François BOUCHER (Paris, 1703-1770)

Femme assise en habit de soie dorée devant un rideau

52.4 x 37.5 cm

Vers 1748-1750.
Pierre noire, sanguine, craie blanche, estompe et rehauts de pastel noir, pastel de couleur jaune et bleu pâle.
Collé en plein sur un montage XIXème, annoté en bas à gauche à la plume et encre brune : 77.

Provenance
 Collection Alfred de Rothschild
 Collection de la comtesse Almina de Carnarvon
 Vente Christie’s du 22 mai 1925, n°6
 Collection particulière

Ces deux études de femmes discrètement rehaussées de pastel figurent parmi les plus belles feuilles de la maturité de François Boucher. Elles appartiennent à un petit groupe de dessins de femmes en costume de cour d’une inspiration nouvelle dans son oeuvre. Leur écriture les place entre 1745 et 1750 par sa légèreté et sa maîtrise, et parce que les effets tourbillonnants des années de jeunesse ont disparu au profit d’un grand équilibre ; elles ne peuvent être plus tardives car elles comportent très peu de cette estompe que l’artiste utilisera de plus en plus par la suite pour placer d’abord sur la feuille les masses des ombres sous - jacentes avant de définir les contours de la composition définitive, procédé que l’on verra se généraliser après 1750 dans des dessins de toutes techniques et de tous sujets.
En ces années 1745 -1750 François Boucher est un artiste parisien de premier plan. Il est peintre du roi, académicien et professeur à l’Académie royale depuis dix ans. Avant d’être le peintre de madame de Pompadour, dès 1735, il a travaillé pour la reine Marie Leczinska, puis pour Louis XV dans les palais de Versailles, Fontainebleau, Choisy, Marly. Tout en produisant des sujets mythologiques et religieux puisqu’il est peintre d’histoire, il s’est fait aussi auprès des amateurs une spécialité de scènes pastorales très appréciées. En 1732, à peine revenu d’Italie, il répondait déjà à ses premières commandes parisiennes. Dès 1735 la Manufacture de Beauvais lui demandait ses premiers cartons de tapisserie ; pour elle, jusqu’en 1755, il invente diverses tentures qui donnent à la manufacture un élan novateur décisif ; il travaille également à des décors pour l’Opéra et l’Opéra - Comique et après 1748 apporte son concours à une autre manufacture, celle des porcelaine de Vincennes- Sèvres. Là aussi il innove en donnant aux ateliers les dessins de pièces de forme en rapport direct avec le thème de chacune des tentures tissée à Beauvais.

[Lignes d'un jeu de données de pointage]
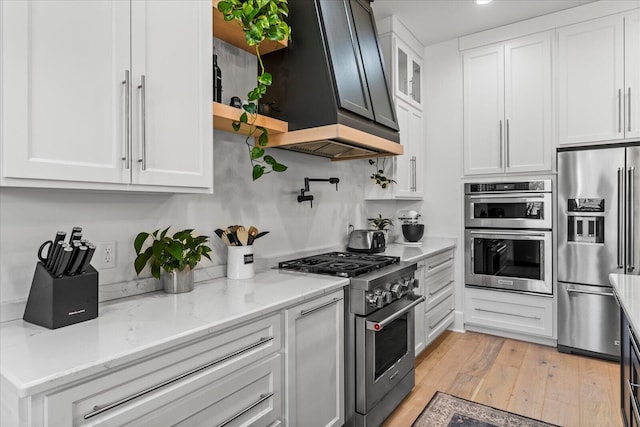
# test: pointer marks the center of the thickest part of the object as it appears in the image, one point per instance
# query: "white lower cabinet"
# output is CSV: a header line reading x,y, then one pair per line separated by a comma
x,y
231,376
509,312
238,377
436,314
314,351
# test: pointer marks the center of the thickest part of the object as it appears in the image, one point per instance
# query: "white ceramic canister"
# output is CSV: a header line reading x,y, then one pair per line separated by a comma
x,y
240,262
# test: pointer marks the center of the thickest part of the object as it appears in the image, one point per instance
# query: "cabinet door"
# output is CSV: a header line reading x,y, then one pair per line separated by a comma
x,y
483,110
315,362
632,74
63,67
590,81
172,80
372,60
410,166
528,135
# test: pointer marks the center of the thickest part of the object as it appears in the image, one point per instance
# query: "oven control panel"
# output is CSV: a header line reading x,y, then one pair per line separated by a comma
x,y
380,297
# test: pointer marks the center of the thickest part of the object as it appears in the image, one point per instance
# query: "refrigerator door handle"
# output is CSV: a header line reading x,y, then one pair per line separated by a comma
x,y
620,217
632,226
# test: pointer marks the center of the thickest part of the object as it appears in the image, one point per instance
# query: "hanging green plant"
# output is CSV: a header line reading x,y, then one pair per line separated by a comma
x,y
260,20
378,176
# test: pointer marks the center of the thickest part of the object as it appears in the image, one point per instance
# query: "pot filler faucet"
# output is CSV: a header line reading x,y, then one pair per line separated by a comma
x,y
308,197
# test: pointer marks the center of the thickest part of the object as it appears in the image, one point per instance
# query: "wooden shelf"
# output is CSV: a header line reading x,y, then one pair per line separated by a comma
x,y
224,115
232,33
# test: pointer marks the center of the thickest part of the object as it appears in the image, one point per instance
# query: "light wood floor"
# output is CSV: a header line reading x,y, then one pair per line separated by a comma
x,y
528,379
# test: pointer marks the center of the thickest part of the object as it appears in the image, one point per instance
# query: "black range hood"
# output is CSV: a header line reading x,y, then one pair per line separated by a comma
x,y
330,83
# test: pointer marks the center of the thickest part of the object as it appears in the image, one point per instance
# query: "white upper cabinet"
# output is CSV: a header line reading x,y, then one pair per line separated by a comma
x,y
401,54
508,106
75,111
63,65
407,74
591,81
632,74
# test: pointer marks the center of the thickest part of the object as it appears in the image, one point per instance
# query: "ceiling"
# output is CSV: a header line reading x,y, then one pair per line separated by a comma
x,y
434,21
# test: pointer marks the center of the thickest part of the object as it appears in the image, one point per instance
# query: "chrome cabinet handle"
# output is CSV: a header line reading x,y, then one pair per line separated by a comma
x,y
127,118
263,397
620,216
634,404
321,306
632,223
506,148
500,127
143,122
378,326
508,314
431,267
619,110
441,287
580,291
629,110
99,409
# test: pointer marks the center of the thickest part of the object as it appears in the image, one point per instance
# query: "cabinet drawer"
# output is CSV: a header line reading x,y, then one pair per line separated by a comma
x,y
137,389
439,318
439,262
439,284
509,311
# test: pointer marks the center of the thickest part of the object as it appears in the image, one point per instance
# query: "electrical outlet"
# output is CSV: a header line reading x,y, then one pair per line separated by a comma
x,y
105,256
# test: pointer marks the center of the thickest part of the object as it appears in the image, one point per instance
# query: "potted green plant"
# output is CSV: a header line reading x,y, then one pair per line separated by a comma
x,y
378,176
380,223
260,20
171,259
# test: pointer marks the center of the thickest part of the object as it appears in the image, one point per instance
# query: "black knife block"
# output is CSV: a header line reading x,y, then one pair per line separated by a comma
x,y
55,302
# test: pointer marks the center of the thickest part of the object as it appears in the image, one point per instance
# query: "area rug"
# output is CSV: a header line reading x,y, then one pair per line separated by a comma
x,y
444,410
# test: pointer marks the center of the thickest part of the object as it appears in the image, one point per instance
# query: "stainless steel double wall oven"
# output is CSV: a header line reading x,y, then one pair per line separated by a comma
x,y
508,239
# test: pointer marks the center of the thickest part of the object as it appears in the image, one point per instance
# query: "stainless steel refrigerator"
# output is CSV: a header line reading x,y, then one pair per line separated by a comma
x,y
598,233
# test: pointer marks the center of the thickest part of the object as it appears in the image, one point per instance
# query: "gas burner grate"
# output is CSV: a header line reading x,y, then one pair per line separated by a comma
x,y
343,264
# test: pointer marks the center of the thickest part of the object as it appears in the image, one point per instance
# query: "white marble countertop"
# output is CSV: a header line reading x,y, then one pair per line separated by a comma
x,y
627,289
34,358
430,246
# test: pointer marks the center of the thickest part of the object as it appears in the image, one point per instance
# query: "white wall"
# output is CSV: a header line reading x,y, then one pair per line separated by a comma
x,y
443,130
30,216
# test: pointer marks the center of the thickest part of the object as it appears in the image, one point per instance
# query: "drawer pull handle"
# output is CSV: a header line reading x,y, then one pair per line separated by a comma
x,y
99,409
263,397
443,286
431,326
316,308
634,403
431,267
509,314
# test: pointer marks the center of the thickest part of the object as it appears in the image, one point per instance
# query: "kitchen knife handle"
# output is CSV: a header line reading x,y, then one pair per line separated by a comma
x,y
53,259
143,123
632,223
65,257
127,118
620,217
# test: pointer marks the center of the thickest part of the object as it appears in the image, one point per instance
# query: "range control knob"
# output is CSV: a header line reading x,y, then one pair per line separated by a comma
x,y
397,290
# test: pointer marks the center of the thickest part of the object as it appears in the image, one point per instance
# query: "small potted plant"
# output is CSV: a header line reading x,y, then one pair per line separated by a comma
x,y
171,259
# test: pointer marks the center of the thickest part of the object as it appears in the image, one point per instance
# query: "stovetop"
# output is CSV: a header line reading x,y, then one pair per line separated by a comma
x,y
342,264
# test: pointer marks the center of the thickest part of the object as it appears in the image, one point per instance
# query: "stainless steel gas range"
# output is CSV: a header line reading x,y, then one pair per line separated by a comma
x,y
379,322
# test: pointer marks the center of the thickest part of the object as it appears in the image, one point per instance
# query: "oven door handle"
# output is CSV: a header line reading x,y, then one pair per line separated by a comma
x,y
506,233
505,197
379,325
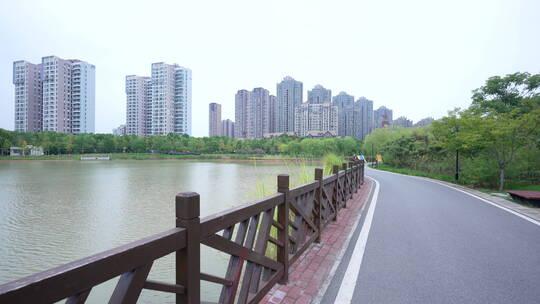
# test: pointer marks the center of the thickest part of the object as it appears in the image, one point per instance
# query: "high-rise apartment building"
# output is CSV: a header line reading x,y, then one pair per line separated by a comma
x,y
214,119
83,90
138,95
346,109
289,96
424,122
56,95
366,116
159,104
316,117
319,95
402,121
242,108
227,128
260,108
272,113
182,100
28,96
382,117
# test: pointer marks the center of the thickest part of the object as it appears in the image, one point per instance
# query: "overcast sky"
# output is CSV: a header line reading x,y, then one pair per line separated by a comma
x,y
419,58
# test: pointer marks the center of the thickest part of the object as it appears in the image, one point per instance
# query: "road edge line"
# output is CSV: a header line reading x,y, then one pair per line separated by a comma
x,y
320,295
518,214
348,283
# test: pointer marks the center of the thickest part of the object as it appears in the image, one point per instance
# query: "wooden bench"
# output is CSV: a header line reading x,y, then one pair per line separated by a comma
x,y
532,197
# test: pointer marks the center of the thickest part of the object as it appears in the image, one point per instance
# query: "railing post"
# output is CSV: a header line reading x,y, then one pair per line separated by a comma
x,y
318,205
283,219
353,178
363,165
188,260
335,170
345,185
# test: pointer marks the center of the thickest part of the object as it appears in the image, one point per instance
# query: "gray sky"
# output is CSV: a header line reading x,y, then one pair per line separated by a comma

- _Exercice proposé 1_:
Répondez aux questions suivantes d'après la notice sur le dessin de Boucher.
(a) Quelles sont les dimensions du dessin ?
(b) À quelle date a eu lieu la vente Christie's citée dans la provenance ?
(c) À partir de quelle année la Manufacture de Beauvais demande-t-elle à Boucher ses premiers cartons de tapisserie ?
- _Exercice proposé 2_:
Recopiez, s'il vous plaît, le passage de la notice sur le dessin de Boucher qui commence à « Pierre noire, sanguine, craie » et se termine à « encre brune : 77. ».
Les enregistrements ne servent à rien ici.

- _Solution 1_:
(a) 52.4 x 37.5 cm
(b) Le 22 mai 1925
(c) 1735

- _Solution 2_:
Pierre noire, sanguine, craie blanche, estompe et rehauts de pastel noir, pastel de couleur jaune et bleu pâle.
Collé en plein sur un montage XIXème, annoté en bas à gauche à la plume et encre brune : 77.